DATA PROVIDED:
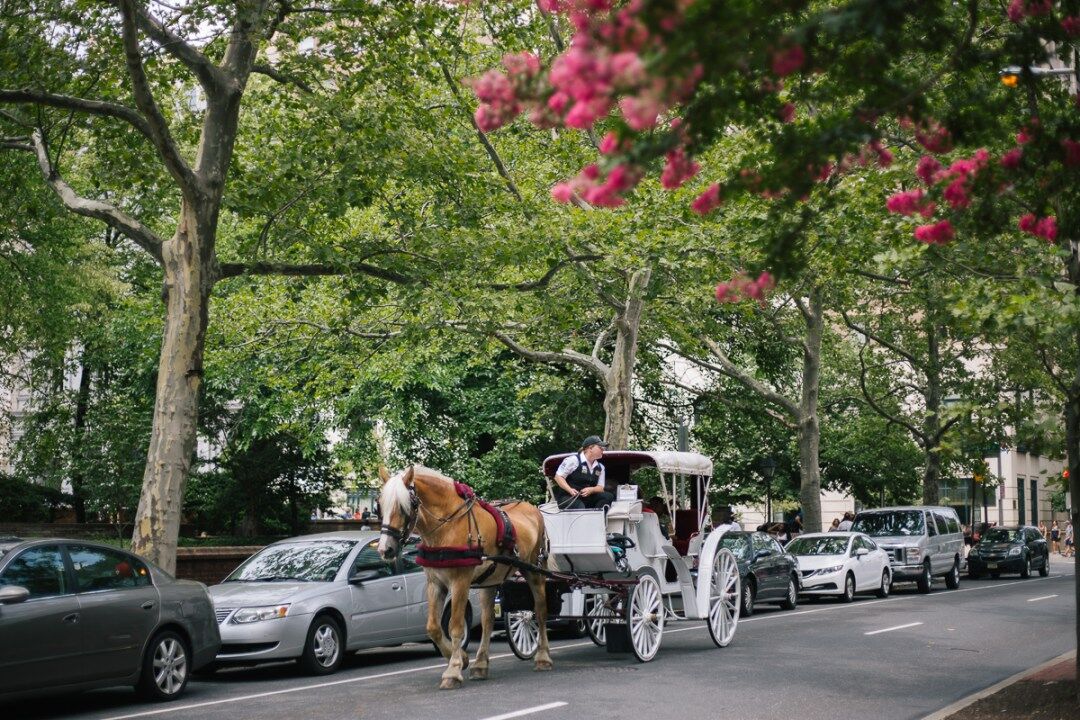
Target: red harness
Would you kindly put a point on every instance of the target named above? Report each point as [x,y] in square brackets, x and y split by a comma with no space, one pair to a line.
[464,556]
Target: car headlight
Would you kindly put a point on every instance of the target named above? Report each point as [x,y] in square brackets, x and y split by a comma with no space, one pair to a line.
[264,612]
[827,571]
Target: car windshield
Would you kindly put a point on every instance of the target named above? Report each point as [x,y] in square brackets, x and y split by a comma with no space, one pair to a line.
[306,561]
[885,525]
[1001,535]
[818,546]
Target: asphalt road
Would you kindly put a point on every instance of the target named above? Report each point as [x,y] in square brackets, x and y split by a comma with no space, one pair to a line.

--

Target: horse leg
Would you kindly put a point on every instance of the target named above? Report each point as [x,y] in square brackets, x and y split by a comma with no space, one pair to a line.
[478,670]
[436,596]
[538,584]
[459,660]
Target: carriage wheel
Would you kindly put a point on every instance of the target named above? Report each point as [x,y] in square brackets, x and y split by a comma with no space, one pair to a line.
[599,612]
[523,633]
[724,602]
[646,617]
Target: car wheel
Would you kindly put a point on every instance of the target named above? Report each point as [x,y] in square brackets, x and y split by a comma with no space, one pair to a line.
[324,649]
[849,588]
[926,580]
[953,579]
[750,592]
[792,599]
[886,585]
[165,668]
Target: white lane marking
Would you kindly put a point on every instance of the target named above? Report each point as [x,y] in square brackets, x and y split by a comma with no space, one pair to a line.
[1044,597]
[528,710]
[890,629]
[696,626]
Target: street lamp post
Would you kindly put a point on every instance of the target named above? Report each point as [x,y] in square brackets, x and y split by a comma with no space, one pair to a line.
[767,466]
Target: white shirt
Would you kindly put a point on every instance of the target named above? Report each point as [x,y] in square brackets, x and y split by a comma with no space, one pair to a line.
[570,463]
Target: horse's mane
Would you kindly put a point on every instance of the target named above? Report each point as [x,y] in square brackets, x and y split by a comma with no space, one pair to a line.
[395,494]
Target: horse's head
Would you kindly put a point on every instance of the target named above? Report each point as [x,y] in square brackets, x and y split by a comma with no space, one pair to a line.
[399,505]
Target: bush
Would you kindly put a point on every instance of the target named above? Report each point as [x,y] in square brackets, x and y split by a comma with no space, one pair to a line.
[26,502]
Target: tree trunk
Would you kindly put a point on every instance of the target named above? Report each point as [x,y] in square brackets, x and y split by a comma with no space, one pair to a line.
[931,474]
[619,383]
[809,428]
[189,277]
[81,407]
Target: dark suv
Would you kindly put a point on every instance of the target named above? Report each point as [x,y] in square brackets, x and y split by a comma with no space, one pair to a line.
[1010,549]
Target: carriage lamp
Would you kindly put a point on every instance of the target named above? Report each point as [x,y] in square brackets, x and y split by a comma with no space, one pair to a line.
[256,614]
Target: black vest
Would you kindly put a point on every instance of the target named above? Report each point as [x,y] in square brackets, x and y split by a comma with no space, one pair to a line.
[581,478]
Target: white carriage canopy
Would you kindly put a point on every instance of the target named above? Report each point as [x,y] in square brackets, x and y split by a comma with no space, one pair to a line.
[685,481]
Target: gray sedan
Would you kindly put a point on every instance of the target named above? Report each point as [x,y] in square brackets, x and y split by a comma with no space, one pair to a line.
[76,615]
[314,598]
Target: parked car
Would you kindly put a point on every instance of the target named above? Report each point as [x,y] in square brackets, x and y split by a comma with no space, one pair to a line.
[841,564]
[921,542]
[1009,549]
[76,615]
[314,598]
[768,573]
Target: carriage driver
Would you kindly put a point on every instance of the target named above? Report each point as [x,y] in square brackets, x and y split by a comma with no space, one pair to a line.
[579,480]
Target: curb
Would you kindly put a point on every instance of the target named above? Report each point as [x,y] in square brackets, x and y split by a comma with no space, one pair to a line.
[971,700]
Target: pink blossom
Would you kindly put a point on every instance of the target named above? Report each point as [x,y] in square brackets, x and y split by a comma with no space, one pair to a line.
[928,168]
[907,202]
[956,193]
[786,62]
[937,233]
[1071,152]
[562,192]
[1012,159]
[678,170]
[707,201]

* * *

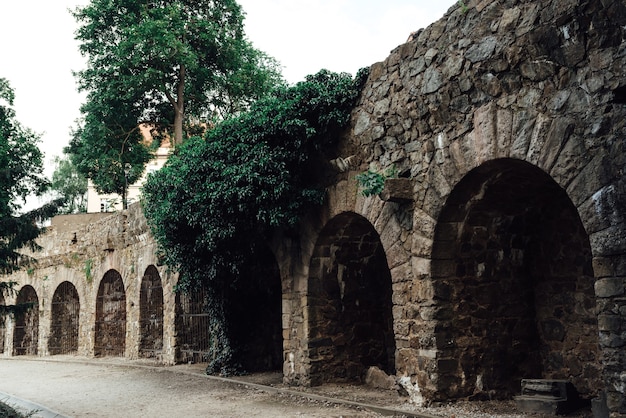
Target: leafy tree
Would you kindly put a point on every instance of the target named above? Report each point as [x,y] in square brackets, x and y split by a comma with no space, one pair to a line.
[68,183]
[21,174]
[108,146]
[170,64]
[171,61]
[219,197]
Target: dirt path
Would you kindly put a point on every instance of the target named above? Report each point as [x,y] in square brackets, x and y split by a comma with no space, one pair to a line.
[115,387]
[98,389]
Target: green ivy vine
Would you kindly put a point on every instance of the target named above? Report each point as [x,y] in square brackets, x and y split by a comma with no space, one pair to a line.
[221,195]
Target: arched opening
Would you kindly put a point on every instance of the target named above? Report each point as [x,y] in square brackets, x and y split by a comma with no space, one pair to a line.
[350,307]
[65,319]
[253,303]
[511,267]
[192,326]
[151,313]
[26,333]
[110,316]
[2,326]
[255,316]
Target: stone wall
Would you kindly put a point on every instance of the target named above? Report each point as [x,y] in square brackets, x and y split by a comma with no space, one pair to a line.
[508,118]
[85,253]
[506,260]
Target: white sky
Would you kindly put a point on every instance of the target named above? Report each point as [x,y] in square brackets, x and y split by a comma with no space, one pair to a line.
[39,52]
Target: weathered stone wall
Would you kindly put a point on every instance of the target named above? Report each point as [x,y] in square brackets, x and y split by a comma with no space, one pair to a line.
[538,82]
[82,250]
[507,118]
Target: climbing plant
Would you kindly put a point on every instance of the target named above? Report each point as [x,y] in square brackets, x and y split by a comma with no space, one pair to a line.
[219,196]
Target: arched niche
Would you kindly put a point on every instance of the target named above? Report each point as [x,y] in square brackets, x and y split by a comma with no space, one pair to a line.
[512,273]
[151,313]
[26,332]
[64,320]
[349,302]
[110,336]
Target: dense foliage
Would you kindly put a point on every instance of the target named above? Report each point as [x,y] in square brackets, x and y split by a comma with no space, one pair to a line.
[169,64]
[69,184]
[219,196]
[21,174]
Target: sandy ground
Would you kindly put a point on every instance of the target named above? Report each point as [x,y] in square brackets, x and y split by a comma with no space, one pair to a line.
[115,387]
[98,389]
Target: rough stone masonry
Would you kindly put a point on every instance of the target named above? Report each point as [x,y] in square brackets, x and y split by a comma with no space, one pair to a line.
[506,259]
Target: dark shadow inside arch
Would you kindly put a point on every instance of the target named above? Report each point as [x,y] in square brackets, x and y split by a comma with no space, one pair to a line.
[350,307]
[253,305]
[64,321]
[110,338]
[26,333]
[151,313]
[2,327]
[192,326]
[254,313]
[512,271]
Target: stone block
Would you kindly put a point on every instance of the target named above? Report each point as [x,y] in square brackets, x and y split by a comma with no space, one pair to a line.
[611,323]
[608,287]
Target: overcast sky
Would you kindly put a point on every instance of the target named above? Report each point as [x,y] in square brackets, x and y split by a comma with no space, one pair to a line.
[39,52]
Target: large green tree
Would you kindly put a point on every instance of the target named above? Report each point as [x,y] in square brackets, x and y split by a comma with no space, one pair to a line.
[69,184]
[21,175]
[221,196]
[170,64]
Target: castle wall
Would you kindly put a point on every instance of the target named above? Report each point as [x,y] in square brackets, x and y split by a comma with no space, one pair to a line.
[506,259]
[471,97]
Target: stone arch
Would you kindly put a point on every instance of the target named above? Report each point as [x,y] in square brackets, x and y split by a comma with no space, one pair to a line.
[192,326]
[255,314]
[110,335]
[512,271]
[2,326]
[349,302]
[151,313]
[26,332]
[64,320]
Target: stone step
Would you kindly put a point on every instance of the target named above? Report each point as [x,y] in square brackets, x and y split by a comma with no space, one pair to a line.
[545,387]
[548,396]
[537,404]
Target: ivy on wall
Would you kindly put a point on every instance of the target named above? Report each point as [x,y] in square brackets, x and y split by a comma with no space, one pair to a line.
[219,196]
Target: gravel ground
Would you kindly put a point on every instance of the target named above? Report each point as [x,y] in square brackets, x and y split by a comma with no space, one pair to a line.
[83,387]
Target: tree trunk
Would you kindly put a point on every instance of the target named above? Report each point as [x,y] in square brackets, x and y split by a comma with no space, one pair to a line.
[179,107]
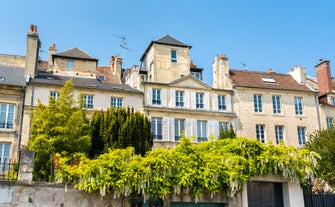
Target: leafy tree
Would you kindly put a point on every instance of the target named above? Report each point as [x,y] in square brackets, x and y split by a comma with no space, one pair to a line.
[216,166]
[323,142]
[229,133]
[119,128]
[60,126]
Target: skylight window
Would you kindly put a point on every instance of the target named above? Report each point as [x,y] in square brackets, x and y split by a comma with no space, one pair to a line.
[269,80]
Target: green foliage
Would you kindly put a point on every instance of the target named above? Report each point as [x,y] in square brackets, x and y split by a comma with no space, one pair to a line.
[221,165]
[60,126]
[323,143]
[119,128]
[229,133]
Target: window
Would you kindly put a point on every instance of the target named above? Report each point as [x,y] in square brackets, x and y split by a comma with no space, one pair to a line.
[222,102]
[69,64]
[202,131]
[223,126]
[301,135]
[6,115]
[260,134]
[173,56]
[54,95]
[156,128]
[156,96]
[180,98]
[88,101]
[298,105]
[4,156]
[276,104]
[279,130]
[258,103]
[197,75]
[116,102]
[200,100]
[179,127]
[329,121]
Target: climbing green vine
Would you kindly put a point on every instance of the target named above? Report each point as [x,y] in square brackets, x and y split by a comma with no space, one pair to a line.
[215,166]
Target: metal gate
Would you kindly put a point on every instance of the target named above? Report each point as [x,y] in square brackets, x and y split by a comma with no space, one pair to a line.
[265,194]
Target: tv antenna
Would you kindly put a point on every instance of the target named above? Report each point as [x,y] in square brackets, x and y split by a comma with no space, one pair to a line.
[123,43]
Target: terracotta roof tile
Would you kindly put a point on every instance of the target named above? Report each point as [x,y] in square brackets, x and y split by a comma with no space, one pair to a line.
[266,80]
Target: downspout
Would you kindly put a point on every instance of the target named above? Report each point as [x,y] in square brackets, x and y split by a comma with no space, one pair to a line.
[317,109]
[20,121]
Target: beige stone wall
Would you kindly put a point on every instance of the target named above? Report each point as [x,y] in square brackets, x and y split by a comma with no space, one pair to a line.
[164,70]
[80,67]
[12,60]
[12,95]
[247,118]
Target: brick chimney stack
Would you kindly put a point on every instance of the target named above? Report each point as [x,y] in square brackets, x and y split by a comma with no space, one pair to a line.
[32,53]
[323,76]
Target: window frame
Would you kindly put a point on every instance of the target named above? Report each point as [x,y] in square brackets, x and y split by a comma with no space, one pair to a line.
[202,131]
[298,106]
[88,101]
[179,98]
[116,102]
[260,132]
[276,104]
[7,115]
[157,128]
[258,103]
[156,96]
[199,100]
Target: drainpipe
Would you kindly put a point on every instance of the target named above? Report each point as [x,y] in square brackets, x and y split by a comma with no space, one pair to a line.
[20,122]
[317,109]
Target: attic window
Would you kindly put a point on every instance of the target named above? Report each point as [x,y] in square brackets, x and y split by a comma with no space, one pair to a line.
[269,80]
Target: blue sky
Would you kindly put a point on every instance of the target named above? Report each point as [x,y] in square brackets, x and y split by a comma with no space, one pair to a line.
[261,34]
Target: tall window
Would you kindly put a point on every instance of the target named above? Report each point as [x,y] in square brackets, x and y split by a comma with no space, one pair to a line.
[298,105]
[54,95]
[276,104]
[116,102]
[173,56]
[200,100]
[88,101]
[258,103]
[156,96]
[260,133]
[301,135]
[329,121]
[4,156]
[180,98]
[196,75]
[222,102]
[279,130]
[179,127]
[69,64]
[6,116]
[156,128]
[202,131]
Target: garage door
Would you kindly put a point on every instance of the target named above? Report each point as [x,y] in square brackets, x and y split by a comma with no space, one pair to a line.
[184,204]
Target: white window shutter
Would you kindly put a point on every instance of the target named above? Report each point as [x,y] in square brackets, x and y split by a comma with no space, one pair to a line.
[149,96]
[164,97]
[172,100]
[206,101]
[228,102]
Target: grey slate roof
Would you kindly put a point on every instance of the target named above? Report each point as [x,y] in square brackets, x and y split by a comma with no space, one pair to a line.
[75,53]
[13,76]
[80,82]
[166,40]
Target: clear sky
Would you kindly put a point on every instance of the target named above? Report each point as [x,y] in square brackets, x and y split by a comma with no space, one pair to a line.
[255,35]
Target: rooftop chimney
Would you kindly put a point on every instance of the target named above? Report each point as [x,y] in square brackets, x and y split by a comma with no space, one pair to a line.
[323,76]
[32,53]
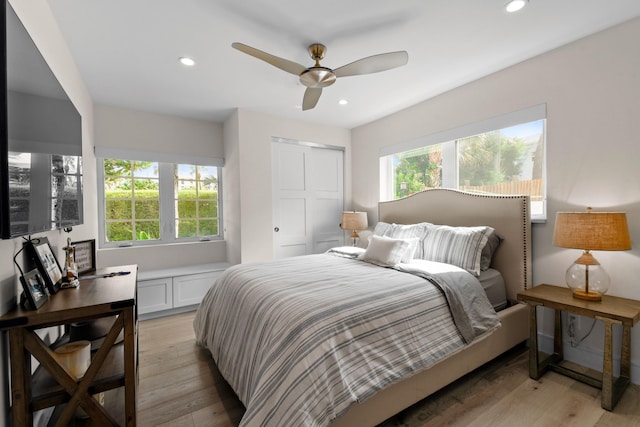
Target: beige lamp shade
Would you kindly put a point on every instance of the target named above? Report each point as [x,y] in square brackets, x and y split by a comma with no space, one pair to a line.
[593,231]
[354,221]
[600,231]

WHAT YOU NEED TO DO:
Pick out each line of the listing above that contains the word "climbing" and copy those lines.

SOLUTION TO THIS EXERCISE:
Target: climbing plant
Target: climbing green vine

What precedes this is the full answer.